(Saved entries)
════
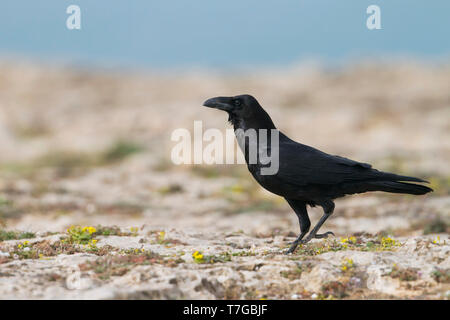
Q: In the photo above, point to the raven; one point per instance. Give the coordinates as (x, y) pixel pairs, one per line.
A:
(307, 176)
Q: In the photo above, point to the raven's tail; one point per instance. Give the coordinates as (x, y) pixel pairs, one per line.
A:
(400, 187)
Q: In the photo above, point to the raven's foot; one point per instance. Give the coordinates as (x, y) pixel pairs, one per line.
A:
(323, 235)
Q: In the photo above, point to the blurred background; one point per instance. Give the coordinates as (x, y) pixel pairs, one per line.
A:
(86, 115)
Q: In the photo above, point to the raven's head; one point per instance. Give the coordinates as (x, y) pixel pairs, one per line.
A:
(244, 111)
(243, 106)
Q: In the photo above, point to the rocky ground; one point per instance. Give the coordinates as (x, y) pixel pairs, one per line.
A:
(91, 206)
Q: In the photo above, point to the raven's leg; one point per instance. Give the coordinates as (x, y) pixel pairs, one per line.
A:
(300, 210)
(328, 208)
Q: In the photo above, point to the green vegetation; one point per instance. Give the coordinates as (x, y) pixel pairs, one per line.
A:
(200, 258)
(120, 150)
(15, 235)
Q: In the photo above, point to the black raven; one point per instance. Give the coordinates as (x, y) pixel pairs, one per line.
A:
(306, 176)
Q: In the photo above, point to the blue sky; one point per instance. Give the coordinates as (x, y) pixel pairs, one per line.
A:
(222, 34)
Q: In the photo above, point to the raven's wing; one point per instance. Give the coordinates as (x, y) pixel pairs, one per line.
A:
(303, 165)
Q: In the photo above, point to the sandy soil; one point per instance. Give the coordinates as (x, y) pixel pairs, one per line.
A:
(92, 148)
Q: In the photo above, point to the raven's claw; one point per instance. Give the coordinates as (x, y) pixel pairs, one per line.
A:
(324, 235)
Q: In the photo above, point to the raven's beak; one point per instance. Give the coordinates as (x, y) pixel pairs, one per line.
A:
(221, 103)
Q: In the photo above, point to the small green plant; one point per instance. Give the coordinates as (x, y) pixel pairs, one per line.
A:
(15, 235)
(347, 265)
(441, 275)
(200, 258)
(80, 235)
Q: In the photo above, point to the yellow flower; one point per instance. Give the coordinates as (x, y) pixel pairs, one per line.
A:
(197, 256)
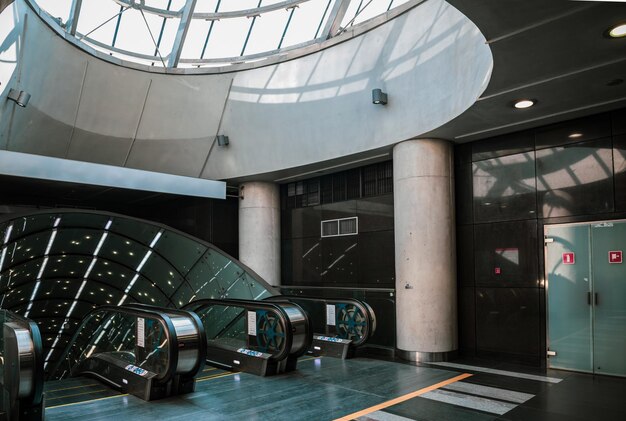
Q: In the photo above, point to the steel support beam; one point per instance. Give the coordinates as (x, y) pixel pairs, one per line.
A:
(334, 19)
(72, 21)
(183, 28)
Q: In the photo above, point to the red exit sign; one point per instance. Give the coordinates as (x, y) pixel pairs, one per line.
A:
(615, 256)
(569, 258)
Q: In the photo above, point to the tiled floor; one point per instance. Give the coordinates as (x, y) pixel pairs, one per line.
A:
(368, 389)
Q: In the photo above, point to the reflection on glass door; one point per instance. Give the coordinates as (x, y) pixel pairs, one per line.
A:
(587, 297)
(609, 281)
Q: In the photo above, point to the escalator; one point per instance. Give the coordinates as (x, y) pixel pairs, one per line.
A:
(340, 325)
(257, 337)
(149, 353)
(21, 362)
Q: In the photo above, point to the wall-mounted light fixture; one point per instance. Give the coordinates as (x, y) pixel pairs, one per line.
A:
(379, 97)
(521, 104)
(21, 98)
(616, 31)
(222, 140)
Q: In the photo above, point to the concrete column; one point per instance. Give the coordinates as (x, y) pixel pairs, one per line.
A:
(426, 309)
(259, 229)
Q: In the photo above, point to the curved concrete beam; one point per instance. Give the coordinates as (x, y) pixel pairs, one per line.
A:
(432, 61)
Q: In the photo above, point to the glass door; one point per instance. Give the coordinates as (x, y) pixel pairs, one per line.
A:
(569, 297)
(587, 297)
(609, 289)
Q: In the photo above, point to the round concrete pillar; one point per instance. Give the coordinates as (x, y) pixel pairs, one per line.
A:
(426, 312)
(259, 229)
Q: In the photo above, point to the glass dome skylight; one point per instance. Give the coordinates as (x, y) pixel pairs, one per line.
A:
(207, 33)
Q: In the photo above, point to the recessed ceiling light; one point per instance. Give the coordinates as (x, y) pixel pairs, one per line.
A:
(617, 31)
(524, 103)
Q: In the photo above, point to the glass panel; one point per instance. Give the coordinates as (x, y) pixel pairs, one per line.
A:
(227, 38)
(368, 11)
(74, 241)
(268, 28)
(239, 289)
(306, 261)
(139, 232)
(575, 179)
(161, 272)
(503, 145)
(125, 250)
(375, 213)
(305, 21)
(182, 252)
(93, 14)
(114, 334)
(463, 194)
(340, 261)
(467, 318)
(305, 222)
(619, 163)
(569, 286)
(465, 255)
(505, 254)
(56, 8)
(196, 36)
(507, 321)
(83, 220)
(145, 291)
(609, 287)
(504, 188)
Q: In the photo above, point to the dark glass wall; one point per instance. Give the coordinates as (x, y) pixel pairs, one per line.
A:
(360, 265)
(508, 188)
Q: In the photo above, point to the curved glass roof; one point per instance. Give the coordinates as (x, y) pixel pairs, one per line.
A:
(207, 33)
(55, 267)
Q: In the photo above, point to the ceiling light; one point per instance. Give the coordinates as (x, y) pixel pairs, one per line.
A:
(379, 97)
(617, 31)
(524, 103)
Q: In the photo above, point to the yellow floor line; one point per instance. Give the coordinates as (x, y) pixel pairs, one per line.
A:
(216, 376)
(403, 398)
(76, 394)
(73, 387)
(89, 401)
(308, 359)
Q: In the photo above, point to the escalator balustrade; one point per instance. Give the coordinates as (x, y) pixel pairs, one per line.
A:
(136, 350)
(253, 336)
(21, 362)
(340, 326)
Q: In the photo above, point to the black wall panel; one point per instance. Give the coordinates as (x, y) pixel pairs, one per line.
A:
(504, 188)
(573, 171)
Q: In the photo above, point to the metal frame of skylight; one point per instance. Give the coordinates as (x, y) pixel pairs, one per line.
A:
(224, 64)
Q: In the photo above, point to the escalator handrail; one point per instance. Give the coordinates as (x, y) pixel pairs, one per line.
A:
(202, 339)
(36, 394)
(194, 306)
(162, 317)
(365, 308)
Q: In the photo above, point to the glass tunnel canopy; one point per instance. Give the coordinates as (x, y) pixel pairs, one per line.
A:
(57, 266)
(207, 33)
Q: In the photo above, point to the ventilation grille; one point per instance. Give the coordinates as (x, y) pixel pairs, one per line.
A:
(337, 227)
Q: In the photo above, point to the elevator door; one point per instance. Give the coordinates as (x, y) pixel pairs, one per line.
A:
(586, 292)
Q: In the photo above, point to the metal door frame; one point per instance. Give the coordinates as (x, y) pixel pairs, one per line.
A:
(547, 286)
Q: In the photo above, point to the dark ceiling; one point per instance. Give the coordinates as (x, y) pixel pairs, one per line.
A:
(552, 51)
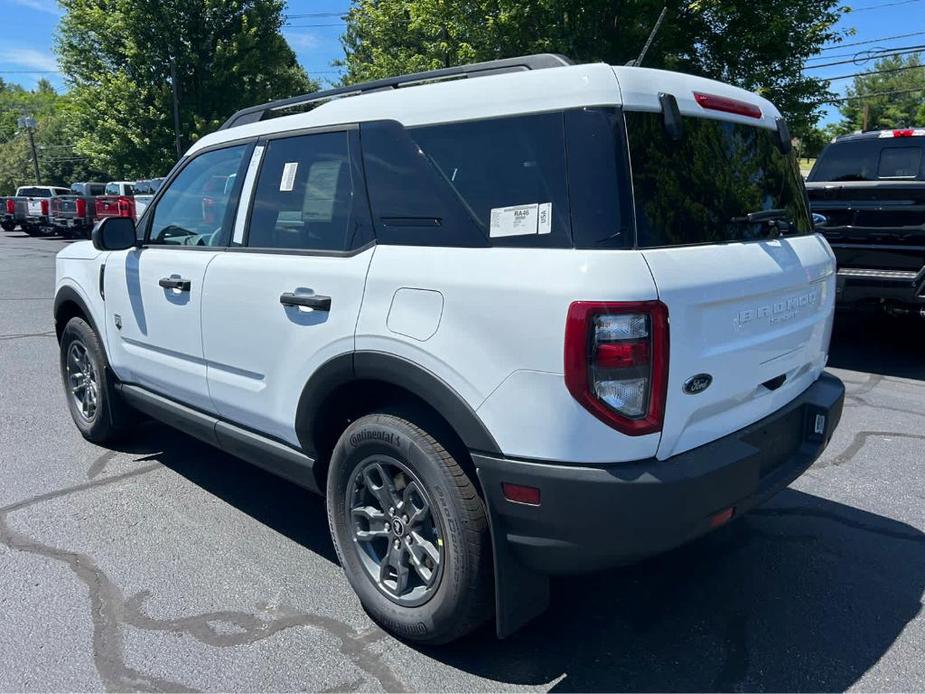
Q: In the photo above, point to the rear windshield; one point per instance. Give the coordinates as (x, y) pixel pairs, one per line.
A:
(700, 189)
(869, 160)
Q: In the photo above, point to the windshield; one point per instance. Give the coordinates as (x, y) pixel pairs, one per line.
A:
(702, 188)
(869, 160)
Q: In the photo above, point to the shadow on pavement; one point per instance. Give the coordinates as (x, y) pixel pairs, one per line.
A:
(879, 344)
(803, 594)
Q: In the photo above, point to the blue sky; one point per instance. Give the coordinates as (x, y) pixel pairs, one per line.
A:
(313, 30)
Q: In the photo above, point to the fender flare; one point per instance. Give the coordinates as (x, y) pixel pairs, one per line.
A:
(67, 293)
(397, 371)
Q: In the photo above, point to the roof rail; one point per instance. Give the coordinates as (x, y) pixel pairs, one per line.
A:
(539, 61)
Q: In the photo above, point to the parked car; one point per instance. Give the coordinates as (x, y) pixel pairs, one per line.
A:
(73, 215)
(870, 190)
(510, 326)
(8, 213)
(118, 200)
(144, 193)
(37, 207)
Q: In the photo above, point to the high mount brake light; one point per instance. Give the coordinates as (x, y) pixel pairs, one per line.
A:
(616, 362)
(727, 105)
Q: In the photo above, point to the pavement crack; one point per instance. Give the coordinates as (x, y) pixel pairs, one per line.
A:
(109, 610)
(860, 439)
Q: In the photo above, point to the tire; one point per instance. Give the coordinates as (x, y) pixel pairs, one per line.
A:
(99, 411)
(460, 596)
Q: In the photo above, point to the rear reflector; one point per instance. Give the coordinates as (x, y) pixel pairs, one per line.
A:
(521, 494)
(727, 105)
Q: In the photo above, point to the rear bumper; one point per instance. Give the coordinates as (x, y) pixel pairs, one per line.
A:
(857, 285)
(595, 517)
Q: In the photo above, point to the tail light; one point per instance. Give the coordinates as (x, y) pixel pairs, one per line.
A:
(616, 362)
(727, 105)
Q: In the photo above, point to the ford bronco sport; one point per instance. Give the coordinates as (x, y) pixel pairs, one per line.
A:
(513, 319)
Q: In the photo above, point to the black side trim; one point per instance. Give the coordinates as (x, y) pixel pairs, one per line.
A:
(66, 294)
(272, 456)
(388, 368)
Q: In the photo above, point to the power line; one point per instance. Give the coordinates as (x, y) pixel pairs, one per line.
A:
(870, 55)
(883, 6)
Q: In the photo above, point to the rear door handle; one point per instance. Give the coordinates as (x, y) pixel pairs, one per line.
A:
(175, 283)
(315, 301)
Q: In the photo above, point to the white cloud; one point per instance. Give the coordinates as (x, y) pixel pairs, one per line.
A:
(49, 6)
(27, 58)
(302, 41)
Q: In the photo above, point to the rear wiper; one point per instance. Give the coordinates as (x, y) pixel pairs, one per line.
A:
(778, 220)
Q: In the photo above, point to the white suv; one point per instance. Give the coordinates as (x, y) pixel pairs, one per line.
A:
(514, 319)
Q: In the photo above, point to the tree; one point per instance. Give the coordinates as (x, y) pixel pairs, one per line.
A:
(117, 56)
(903, 104)
(761, 46)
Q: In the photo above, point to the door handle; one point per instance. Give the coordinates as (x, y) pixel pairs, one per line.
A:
(175, 283)
(315, 301)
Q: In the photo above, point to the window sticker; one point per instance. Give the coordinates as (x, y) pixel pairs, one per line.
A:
(288, 180)
(521, 220)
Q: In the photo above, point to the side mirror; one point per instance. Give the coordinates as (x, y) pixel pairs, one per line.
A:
(113, 234)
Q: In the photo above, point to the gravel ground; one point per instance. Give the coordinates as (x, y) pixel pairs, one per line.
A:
(168, 565)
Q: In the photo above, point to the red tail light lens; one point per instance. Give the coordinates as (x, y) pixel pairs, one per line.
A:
(616, 362)
(727, 105)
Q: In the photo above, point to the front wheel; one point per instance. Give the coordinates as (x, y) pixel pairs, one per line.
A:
(410, 530)
(99, 412)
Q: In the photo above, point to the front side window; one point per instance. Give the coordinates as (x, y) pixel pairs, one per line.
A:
(702, 188)
(197, 207)
(306, 196)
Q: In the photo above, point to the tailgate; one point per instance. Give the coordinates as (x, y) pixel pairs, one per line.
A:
(757, 317)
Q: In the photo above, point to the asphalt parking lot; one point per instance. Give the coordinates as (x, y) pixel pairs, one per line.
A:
(168, 565)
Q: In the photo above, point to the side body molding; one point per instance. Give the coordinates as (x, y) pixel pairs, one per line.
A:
(396, 371)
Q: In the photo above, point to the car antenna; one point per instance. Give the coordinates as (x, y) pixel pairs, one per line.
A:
(645, 48)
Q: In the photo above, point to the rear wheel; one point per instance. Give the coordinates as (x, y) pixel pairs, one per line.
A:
(96, 408)
(410, 530)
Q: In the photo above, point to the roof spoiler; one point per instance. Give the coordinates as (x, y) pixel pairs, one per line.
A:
(540, 61)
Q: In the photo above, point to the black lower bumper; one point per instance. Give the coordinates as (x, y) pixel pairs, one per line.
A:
(593, 517)
(858, 286)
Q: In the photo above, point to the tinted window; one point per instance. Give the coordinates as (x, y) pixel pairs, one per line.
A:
(867, 160)
(700, 189)
(305, 196)
(196, 208)
(899, 162)
(506, 170)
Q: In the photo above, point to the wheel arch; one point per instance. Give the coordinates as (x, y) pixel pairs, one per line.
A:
(70, 304)
(354, 384)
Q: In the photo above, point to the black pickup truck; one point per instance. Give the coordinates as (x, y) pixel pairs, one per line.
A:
(73, 215)
(870, 188)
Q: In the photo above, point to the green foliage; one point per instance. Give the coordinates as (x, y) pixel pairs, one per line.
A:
(116, 57)
(59, 164)
(906, 108)
(761, 46)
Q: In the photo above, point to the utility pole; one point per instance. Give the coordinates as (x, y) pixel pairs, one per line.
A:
(176, 106)
(29, 123)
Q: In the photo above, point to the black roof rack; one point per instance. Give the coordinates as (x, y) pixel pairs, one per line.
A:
(539, 61)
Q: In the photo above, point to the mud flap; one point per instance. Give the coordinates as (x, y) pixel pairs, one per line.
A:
(520, 593)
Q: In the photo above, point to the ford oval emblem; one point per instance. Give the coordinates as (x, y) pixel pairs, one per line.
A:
(697, 384)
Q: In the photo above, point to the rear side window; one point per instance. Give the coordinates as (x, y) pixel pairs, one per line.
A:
(700, 189)
(510, 173)
(309, 196)
(869, 159)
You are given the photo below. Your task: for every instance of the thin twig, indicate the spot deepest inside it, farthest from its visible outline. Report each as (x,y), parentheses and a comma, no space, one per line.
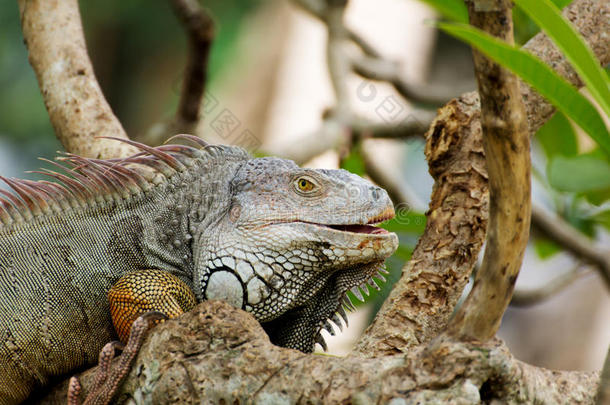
(78,111)
(603,392)
(559,231)
(524,298)
(200,30)
(418,93)
(375,69)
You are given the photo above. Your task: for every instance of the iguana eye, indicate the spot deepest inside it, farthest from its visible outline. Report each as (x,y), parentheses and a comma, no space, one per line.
(305,186)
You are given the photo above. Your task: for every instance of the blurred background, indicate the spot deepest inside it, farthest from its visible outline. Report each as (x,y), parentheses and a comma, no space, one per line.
(269,77)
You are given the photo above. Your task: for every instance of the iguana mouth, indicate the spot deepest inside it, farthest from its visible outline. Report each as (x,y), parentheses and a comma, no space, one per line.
(367,229)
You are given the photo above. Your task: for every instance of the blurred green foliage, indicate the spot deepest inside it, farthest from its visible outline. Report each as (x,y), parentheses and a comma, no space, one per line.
(138,51)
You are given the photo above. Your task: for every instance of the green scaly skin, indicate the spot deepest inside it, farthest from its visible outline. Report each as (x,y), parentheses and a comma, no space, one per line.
(249,231)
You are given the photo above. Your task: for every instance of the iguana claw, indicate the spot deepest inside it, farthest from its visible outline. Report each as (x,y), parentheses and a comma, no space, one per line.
(108,381)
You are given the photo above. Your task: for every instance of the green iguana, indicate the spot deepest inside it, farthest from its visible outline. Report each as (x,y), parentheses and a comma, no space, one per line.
(276,240)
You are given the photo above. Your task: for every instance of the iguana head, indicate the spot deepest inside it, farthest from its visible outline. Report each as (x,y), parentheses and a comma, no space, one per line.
(290,243)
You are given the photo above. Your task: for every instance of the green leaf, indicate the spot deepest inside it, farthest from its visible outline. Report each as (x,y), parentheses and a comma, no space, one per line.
(549,18)
(557,137)
(540,76)
(451,9)
(545,248)
(354,162)
(411,222)
(579,173)
(561,3)
(603,218)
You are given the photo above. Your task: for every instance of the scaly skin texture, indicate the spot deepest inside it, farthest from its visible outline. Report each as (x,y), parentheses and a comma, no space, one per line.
(276,240)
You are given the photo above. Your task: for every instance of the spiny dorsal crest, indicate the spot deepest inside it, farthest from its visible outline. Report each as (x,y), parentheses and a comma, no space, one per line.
(86,182)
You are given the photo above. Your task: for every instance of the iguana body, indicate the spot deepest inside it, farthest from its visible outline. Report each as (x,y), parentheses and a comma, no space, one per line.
(253,232)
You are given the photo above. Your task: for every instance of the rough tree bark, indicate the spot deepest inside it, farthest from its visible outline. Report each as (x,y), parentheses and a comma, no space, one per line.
(218,353)
(77,108)
(420,305)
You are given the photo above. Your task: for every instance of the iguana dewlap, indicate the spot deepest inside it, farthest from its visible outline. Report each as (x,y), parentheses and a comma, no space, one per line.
(279,241)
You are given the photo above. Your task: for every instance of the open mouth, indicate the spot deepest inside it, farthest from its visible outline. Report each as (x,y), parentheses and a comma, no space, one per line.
(368,229)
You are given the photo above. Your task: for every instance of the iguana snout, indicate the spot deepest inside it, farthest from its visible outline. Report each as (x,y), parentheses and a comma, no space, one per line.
(293,241)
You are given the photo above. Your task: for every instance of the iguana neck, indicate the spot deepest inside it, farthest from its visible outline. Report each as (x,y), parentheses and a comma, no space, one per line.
(187,204)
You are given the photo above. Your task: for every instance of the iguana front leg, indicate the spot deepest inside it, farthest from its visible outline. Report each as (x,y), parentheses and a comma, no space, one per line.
(136,300)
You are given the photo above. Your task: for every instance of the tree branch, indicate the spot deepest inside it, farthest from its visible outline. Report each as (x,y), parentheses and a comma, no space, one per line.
(562,233)
(507,155)
(221,354)
(603,393)
(523,298)
(422,301)
(200,30)
(77,108)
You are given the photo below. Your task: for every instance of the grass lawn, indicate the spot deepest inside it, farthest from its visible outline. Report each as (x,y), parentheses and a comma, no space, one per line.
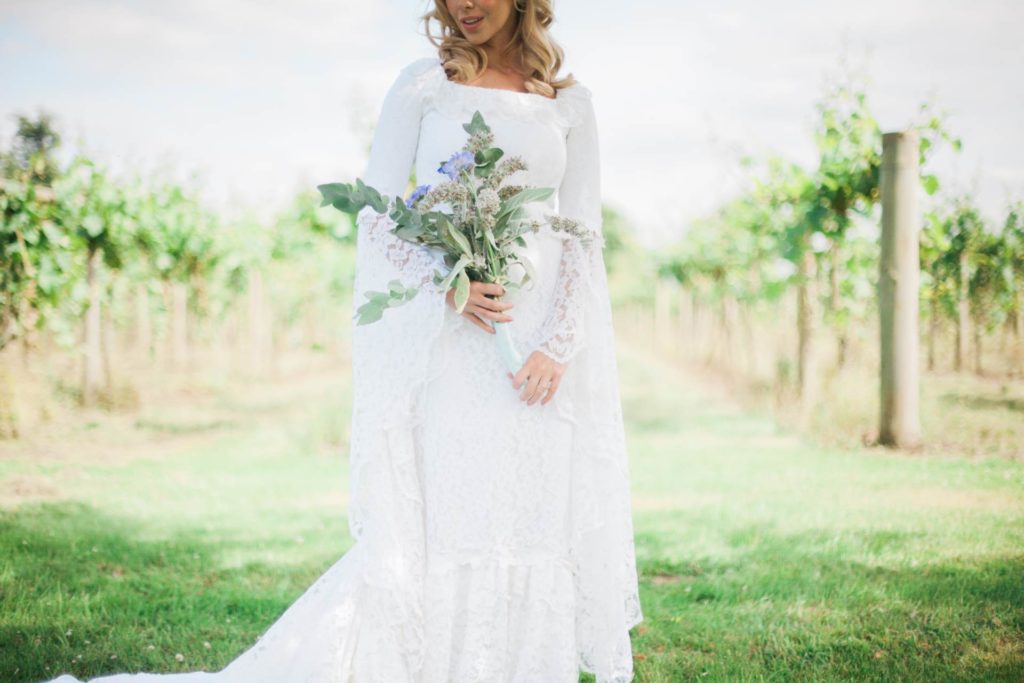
(169,541)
════
▸ Work required: Pictures are to be left out, and the lines from the beginning of the records through the line with "Q: In the photo above, point to the raven's tail;" are to be printed exactly, with nothing added.

▸ Completed task:
Q: In the photo above, point to the raven; one point per instance. Give the coordinates as (x, y) pixel pairs, one per line.
A:
(307, 176)
Q: In the photo above, point to the raven's tail; one point per instance. Give the coordinates as (x, y) pixel pairs, one per line.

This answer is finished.